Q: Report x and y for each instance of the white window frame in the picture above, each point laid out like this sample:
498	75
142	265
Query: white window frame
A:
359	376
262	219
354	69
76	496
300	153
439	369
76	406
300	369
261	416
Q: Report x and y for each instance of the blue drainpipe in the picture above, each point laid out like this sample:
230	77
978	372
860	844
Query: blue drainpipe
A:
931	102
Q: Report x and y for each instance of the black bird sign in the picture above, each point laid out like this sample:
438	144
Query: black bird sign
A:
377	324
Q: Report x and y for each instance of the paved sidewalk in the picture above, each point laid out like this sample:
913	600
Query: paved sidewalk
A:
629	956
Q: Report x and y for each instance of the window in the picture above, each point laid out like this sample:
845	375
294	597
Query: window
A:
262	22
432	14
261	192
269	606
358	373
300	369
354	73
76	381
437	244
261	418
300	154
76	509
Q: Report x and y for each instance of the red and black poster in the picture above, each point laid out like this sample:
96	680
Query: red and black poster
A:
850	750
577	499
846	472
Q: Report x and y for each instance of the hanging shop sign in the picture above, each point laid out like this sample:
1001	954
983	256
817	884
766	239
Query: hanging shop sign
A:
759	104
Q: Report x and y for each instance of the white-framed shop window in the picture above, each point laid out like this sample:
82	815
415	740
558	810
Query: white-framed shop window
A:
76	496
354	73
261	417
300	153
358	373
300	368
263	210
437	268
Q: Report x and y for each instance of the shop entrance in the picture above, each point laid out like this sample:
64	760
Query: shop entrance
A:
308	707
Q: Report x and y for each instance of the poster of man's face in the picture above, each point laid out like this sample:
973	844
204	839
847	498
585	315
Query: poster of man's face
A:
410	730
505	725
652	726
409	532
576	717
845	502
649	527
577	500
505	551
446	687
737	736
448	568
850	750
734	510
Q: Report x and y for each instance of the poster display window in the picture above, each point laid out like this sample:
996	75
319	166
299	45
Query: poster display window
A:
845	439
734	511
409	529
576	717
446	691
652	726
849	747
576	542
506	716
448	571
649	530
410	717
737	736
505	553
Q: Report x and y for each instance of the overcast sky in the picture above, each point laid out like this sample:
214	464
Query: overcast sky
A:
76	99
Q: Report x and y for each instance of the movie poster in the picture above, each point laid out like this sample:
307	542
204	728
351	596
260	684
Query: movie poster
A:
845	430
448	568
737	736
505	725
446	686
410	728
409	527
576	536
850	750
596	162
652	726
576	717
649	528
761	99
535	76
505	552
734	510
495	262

◆ ◆ ◆ ◆ ◆

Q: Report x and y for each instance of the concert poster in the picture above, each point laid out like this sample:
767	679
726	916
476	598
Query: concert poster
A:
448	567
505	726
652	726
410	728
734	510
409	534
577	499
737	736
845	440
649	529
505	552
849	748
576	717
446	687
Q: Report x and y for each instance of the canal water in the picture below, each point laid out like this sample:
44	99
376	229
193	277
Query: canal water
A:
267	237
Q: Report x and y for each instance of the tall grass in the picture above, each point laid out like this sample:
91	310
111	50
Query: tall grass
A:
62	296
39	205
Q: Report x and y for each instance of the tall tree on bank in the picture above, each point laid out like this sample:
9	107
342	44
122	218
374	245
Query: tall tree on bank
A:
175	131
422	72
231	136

◆ ◆ ◆ ◆ ◆

**REQUIRED WORK:** Please count the lines above that contain the word "water", and reply with that number alone.

**REPLY TO THE TASK:** 2